OBJECTIF DE L'EXERCICE:
Dans le texte sur le film Shame présenté ci-dessous, relevez tous les matériaux qui composent les cocons où se replient les individus.

Plus qu'un film sur le sexe, Shame est en effet un film reconnu pour son thème de l'addiction, et de cette roue obsessionnelle qui broie sur son passage les victimes de cette pathologie typiquement occidentale, et pour l'heure, partiellement incurable. La surabondance qui s'offre aux masses abruties par le métro, par le travail, par les rites sociaux dont on ne semble pouvoir s'affranchir, transforme les individus en monstres blessés, repliés dans leurs cocons de plastique, de béton et de métal pour mieux lécher leurs plaies en solitaire et se repaître de tout ce qui pourrait leur permettre de combler le manque. Car tout est froid, dans la grande ville de New-York, trop vaste, trop anonyme. Les centaines de milliers de lucarnes qui s'offrent aux regards n'abritent qu'un peu plus de monstres encore dont personne ne sait rien. Le monde est trop grand. Les plaisirs s'accumulent, mais leur fréquence et leur répétition semblent amoindrir leur effet et leur résonnance. Ne demeure à la fin que l'impossibilité à aimer, à guérir, à appréhender sa place dans la société.

SECTION DES DONNÉES:

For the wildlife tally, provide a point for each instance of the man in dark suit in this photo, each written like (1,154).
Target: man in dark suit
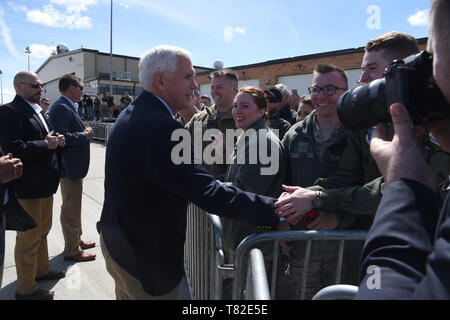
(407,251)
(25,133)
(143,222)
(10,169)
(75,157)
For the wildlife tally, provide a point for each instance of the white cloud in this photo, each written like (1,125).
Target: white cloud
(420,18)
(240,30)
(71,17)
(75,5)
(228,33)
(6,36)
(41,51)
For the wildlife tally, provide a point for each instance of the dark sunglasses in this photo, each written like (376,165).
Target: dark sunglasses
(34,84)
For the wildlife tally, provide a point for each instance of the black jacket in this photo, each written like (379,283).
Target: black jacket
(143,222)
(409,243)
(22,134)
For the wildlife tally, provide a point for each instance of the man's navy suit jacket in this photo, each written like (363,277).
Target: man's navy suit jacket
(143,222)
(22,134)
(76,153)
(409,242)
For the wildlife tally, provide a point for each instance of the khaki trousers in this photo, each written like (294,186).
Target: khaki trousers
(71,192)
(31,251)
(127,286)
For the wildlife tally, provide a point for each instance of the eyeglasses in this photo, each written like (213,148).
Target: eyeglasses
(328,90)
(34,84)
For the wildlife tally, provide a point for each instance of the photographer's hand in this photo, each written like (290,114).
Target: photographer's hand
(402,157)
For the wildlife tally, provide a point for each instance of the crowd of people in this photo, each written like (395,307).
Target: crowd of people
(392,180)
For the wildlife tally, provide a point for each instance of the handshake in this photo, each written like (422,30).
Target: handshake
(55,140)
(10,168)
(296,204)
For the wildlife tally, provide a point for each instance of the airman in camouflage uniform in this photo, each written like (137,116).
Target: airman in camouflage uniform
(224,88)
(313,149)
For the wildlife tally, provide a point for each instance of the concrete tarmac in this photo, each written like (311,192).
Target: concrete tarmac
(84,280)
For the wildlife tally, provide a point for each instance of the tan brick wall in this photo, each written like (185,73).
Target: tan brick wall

RÉPONSE ATTENDUE:
Le plastique, le béton et le métal.